- **Selected extract**:

>>

Events
January 1 – Syndicate casinos are seized by Fidel Castro government after Cuban dictator Fulgencio Batista flees the country following the Cuban Revolution. Suffering a major financial setback, Meyer Lansky returns to Miami, Florida and begins looking into the possible relocation of syndicate casinos in the Bahamas and Caribbean.
February 26 – New Jersey mobster Abner Zwillman is found dead in his home after apparently hanging himself with a plastic clothesline. An investigated ruled suicide as the cause of death as Zwillman was facing federal investigation into his coin-operated machine business and tax evasion.
April 17 – Vito Genovese, boss of the Genovese crime family is convicted of drug trafficking and is sentenced to 15 years. Vincent Gigante, Genovese's driver and bodyguard to 7 years and Bonanno Crime Family lieutenant Natale Joseph Evola is also imprisoned. Thomas Eboli, Jerry Catena, Michele Miranda, Anthony Strollo and Phil Lombardo are placed on a "committee" to run the Genovese crime family operations following Genovese's imprisonment. 
June 9 – During his appearance for questioning before the McClellan Committee, Chicago mobster Sam Giancana refuses to answer the questions while repeatedly citing the Fifth Amendment, often punctuating his responses with a terse chuckle, to which a clearly frustrated chief counsel Robert F. Kennedy retorts, "I thought only little girls giggled, Mr. Giancana."

<<

- **Requirements**:
A. Copy the stretch of the crime events list from "February 26 –" through "and tax evasion.".
B. In the crime events list, what sentence did Vito Genovese receive after his drug trafficking conviction?
C. Please pick up the crime events list right after its last entry and add further entries.
The records that come next are separate from the crime events list.

- **Supplied material**:

>>

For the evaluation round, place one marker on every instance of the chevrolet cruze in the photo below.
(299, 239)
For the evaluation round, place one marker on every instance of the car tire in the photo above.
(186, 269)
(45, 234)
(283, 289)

<<

- **Answers in order**:
A.
February 26 – New Jersey mobster Abner Zwillman is found dead in his home after apparently hanging himself with a plastic clothesline. An investigated ruled suicide as the cause of death as Zwillman was facing federal investigation into his coin-operated machine business and tax evasion.

B. 15 years.

C.
September 25 – After being called away from a Lexington Avenue restaurant, Anthony Carfano and his companion, Janice Drake are found dead in an abandoned car in Queens. A police investigation ruled both had been shot in the back of the head, possibly by a gunman hidden in the back seat.
December 18 – Paul Castellano is convicted of obstructing a government investigation and sentenced to five years imprisonment, although he is released after seven months.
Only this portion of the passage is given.